INPUT FOR THIS TASK:

....................

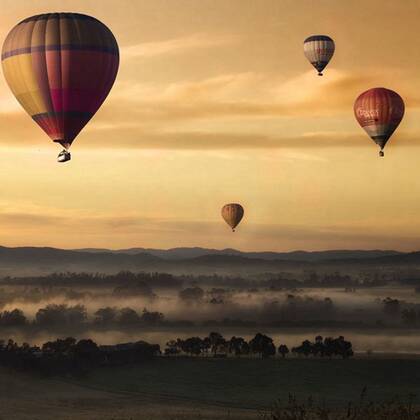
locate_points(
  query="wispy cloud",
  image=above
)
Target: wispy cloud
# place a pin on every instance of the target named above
(179, 45)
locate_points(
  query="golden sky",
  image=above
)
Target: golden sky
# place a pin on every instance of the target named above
(214, 103)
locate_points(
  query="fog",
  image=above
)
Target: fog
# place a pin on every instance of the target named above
(383, 318)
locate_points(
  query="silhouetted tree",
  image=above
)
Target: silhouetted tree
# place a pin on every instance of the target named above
(283, 350)
(263, 345)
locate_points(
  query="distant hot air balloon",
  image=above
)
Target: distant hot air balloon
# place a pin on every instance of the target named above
(379, 111)
(232, 213)
(319, 50)
(60, 67)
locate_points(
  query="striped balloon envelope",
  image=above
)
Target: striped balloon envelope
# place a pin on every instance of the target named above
(379, 111)
(319, 50)
(232, 213)
(60, 67)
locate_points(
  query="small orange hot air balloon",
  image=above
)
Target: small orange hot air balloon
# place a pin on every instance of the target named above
(232, 213)
(319, 50)
(379, 111)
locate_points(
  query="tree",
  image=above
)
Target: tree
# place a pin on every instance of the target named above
(61, 315)
(392, 307)
(13, 318)
(192, 345)
(263, 345)
(172, 347)
(151, 318)
(128, 316)
(105, 316)
(283, 350)
(216, 341)
(238, 346)
(191, 294)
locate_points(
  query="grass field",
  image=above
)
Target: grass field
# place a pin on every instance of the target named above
(203, 389)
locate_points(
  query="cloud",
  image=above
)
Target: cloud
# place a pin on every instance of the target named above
(179, 45)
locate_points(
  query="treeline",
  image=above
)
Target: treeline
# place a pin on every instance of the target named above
(261, 345)
(69, 356)
(158, 280)
(165, 280)
(64, 316)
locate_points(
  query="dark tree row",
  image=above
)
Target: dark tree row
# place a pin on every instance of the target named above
(66, 316)
(261, 345)
(68, 355)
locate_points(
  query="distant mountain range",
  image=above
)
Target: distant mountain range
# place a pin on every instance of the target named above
(26, 261)
(184, 253)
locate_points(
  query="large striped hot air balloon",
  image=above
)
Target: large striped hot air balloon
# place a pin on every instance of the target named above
(60, 67)
(232, 213)
(319, 50)
(379, 111)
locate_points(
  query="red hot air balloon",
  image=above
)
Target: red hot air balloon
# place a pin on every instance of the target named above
(60, 67)
(379, 111)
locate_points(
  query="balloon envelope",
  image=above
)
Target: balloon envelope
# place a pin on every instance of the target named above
(233, 214)
(60, 67)
(319, 50)
(379, 111)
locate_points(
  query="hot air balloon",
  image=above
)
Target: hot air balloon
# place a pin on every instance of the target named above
(319, 50)
(60, 67)
(379, 111)
(232, 213)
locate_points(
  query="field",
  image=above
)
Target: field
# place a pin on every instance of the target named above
(204, 389)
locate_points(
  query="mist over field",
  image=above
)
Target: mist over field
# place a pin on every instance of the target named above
(372, 298)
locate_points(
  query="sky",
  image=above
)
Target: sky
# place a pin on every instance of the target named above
(214, 103)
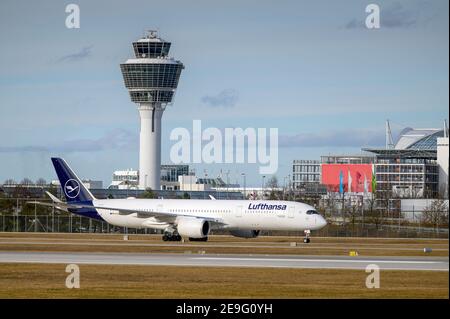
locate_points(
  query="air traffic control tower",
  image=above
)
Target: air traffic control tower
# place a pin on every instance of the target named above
(151, 78)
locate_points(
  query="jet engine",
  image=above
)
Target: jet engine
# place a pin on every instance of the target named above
(193, 227)
(245, 233)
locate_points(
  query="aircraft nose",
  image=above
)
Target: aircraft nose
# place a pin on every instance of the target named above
(321, 222)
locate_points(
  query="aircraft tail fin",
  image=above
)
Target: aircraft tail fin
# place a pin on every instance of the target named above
(72, 187)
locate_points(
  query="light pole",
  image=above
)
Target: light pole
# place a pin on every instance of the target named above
(228, 183)
(264, 176)
(289, 186)
(245, 191)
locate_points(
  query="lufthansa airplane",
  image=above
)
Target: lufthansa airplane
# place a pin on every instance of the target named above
(179, 218)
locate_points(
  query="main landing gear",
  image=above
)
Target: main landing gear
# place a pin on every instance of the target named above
(306, 240)
(171, 237)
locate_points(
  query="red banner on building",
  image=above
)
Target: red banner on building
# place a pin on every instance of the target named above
(356, 177)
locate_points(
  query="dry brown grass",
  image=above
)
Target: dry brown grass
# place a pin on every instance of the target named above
(48, 281)
(220, 244)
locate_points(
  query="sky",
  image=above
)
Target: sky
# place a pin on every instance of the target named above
(309, 68)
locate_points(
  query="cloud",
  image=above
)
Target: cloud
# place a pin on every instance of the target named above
(394, 15)
(343, 138)
(84, 53)
(116, 139)
(226, 98)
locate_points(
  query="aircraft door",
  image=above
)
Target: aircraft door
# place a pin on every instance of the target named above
(239, 211)
(291, 211)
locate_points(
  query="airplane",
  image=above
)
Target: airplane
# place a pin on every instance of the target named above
(182, 218)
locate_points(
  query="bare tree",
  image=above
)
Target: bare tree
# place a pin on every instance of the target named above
(436, 214)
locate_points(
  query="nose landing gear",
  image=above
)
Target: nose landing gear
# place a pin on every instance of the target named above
(307, 240)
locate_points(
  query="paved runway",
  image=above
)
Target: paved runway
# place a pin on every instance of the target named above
(211, 260)
(137, 243)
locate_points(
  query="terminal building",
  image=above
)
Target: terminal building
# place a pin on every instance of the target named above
(410, 169)
(416, 166)
(129, 178)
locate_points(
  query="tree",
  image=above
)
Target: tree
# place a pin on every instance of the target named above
(436, 214)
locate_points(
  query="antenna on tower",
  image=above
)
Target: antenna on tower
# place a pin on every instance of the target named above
(389, 140)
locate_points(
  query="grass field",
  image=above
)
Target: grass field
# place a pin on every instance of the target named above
(48, 281)
(221, 245)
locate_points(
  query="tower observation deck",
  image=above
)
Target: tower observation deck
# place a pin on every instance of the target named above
(151, 79)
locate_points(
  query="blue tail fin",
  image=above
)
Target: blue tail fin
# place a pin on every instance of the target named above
(72, 187)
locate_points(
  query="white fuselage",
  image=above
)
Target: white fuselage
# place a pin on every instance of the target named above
(235, 214)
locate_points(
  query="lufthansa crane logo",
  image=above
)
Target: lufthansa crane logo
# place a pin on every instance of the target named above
(72, 188)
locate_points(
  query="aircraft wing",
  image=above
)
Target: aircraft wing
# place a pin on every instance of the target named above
(165, 217)
(59, 205)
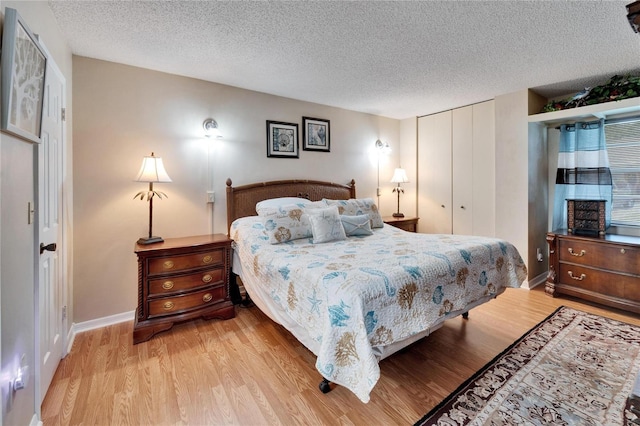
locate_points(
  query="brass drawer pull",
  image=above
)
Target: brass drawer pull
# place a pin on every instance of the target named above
(582, 252)
(580, 278)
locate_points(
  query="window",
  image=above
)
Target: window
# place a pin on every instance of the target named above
(623, 148)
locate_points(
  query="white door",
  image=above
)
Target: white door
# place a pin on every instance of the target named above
(434, 173)
(462, 170)
(484, 169)
(50, 293)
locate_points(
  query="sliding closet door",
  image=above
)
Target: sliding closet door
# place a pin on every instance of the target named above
(434, 173)
(484, 169)
(462, 153)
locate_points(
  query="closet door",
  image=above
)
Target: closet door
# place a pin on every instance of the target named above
(463, 162)
(484, 169)
(434, 173)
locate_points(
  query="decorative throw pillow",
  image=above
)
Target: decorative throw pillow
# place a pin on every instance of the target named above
(285, 223)
(356, 225)
(359, 206)
(280, 202)
(326, 225)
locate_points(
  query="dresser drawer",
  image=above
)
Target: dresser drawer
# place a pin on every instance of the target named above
(162, 265)
(168, 306)
(598, 281)
(614, 257)
(176, 284)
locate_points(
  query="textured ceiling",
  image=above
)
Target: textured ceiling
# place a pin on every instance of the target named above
(396, 59)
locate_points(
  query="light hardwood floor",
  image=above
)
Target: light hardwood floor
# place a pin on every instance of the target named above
(250, 371)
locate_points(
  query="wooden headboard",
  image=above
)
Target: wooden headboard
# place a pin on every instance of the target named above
(241, 200)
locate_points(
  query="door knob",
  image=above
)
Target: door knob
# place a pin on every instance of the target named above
(48, 247)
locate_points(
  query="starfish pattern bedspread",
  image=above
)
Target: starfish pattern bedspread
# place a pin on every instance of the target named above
(361, 292)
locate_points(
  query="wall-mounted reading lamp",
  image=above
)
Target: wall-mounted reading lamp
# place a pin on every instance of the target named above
(211, 128)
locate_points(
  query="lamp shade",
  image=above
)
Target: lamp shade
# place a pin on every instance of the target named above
(152, 170)
(399, 176)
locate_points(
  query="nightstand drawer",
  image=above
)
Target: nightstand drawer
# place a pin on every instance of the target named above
(600, 282)
(600, 255)
(163, 265)
(181, 279)
(176, 284)
(409, 224)
(186, 303)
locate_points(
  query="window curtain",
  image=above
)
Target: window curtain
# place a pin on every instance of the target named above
(583, 169)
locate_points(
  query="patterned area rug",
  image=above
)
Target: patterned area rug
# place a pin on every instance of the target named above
(573, 368)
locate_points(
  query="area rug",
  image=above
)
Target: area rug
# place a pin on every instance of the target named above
(573, 368)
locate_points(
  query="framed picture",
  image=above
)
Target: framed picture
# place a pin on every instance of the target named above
(282, 139)
(23, 73)
(315, 134)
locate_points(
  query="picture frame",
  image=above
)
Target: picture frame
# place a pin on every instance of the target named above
(282, 139)
(23, 68)
(316, 134)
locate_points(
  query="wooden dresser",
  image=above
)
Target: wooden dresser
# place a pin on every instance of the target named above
(409, 224)
(604, 269)
(181, 279)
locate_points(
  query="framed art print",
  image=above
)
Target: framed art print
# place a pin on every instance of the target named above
(315, 134)
(23, 74)
(282, 139)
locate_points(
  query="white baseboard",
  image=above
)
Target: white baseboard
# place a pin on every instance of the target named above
(530, 284)
(35, 421)
(97, 323)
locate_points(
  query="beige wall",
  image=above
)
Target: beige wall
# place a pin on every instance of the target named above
(123, 113)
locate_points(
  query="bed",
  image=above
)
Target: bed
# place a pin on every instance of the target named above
(355, 301)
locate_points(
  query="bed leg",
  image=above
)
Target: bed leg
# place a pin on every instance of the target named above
(246, 301)
(325, 386)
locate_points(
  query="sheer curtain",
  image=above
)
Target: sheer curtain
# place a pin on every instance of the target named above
(583, 169)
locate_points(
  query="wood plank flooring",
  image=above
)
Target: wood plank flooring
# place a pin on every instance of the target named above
(251, 371)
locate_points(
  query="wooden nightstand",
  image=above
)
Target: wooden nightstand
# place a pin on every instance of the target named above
(409, 224)
(182, 279)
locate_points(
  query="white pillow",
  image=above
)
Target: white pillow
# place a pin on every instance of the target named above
(326, 225)
(285, 223)
(279, 202)
(356, 225)
(359, 206)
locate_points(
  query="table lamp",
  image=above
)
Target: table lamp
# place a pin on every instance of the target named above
(399, 176)
(152, 170)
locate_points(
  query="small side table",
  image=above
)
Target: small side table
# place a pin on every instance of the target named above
(181, 279)
(409, 224)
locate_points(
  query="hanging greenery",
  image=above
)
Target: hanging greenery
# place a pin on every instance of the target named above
(616, 89)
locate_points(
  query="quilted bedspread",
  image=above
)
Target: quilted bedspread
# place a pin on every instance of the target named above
(354, 294)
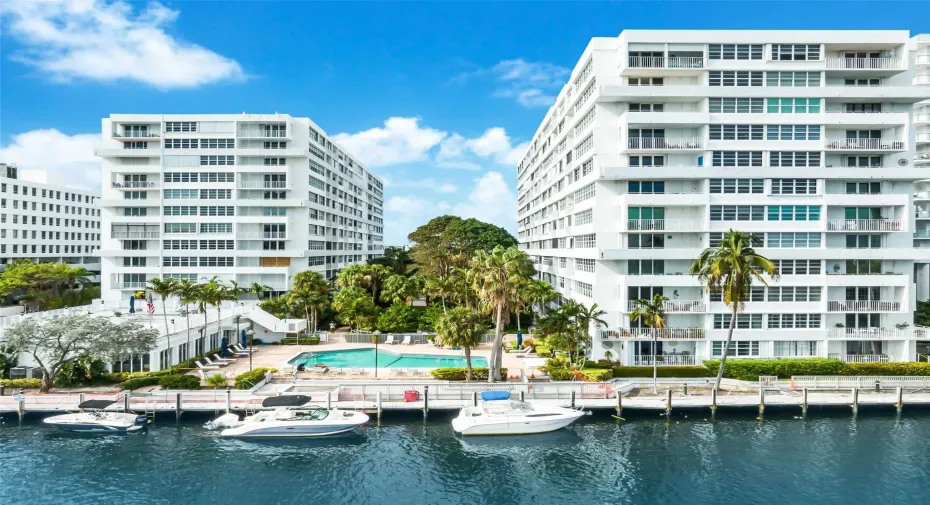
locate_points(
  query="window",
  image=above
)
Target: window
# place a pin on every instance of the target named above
(793, 132)
(737, 212)
(737, 158)
(793, 105)
(792, 79)
(734, 51)
(736, 105)
(734, 78)
(794, 158)
(737, 186)
(796, 52)
(793, 213)
(794, 186)
(793, 240)
(646, 187)
(736, 132)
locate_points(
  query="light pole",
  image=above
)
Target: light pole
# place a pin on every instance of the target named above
(250, 334)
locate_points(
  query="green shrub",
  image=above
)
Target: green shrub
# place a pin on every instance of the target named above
(247, 380)
(179, 382)
(458, 374)
(21, 383)
(662, 371)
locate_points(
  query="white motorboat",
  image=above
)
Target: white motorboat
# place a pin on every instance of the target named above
(497, 415)
(92, 418)
(289, 418)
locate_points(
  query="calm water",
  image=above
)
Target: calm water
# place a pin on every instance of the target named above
(828, 459)
(365, 358)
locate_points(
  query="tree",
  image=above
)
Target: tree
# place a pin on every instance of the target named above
(652, 314)
(165, 288)
(496, 277)
(61, 340)
(730, 269)
(462, 327)
(355, 307)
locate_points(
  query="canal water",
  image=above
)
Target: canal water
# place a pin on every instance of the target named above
(829, 458)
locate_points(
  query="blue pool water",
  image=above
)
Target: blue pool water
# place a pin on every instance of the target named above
(365, 358)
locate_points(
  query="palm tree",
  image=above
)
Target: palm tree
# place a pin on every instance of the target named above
(496, 277)
(164, 288)
(730, 269)
(462, 327)
(652, 314)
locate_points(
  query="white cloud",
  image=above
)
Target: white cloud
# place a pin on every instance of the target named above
(69, 159)
(400, 140)
(107, 41)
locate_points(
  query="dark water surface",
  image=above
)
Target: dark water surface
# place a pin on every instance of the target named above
(827, 459)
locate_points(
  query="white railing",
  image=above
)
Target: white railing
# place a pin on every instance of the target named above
(134, 234)
(865, 225)
(659, 333)
(669, 360)
(665, 143)
(842, 144)
(867, 63)
(864, 358)
(864, 306)
(664, 224)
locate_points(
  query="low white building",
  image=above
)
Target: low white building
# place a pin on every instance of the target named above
(663, 140)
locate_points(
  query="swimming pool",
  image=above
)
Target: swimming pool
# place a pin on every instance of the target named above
(365, 358)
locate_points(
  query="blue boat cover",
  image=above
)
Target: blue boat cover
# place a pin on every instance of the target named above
(495, 395)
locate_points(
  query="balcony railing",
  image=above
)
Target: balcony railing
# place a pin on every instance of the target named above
(865, 225)
(658, 333)
(665, 143)
(664, 225)
(864, 306)
(676, 306)
(864, 145)
(866, 63)
(864, 358)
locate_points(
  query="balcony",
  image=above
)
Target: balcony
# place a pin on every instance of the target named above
(866, 64)
(863, 145)
(865, 225)
(665, 143)
(676, 306)
(864, 306)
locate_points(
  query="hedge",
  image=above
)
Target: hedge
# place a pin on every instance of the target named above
(21, 383)
(662, 371)
(458, 374)
(248, 380)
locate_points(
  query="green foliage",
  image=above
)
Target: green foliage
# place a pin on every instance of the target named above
(399, 318)
(21, 383)
(458, 374)
(248, 380)
(179, 382)
(662, 371)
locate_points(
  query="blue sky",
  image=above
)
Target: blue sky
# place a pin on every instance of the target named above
(437, 97)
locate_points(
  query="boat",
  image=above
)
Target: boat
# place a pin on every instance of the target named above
(289, 417)
(499, 415)
(92, 418)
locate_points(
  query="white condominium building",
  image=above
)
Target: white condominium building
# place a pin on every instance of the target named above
(243, 197)
(663, 140)
(47, 223)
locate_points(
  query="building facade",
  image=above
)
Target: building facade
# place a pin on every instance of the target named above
(663, 140)
(246, 198)
(47, 223)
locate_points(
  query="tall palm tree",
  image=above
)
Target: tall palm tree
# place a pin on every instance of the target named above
(497, 275)
(652, 314)
(731, 268)
(462, 327)
(164, 288)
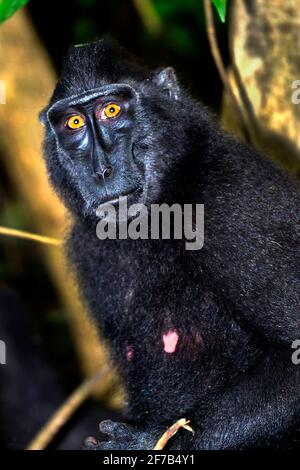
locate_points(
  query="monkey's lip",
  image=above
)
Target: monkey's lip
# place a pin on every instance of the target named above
(120, 197)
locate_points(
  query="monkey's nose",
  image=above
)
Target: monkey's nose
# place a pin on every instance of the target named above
(106, 173)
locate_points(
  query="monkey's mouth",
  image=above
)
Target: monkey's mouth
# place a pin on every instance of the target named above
(122, 197)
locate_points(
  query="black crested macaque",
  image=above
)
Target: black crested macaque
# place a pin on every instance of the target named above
(204, 334)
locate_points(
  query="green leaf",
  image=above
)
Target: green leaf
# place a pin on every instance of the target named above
(221, 8)
(9, 7)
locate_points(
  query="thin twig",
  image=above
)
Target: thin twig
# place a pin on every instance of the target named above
(11, 232)
(149, 16)
(215, 51)
(171, 431)
(66, 410)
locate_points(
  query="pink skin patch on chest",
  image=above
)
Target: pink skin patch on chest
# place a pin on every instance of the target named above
(129, 353)
(170, 340)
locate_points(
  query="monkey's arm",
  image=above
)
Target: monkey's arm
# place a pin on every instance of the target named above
(255, 412)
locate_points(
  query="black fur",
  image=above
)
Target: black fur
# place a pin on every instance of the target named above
(235, 304)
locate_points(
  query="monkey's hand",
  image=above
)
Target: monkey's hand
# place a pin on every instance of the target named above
(123, 436)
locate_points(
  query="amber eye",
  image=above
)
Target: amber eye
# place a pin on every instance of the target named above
(111, 110)
(75, 122)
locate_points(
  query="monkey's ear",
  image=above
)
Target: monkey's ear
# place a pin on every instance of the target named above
(166, 80)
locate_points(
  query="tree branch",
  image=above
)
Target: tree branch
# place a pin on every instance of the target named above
(66, 410)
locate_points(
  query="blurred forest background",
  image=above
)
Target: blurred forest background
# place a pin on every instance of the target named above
(259, 44)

....................

WHAT IS BEING ASKED:
Extract every line of the entries above that contains the string "textured", matching case exactly.

RESULT:
  query="textured ceiling",
Target: textured ceiling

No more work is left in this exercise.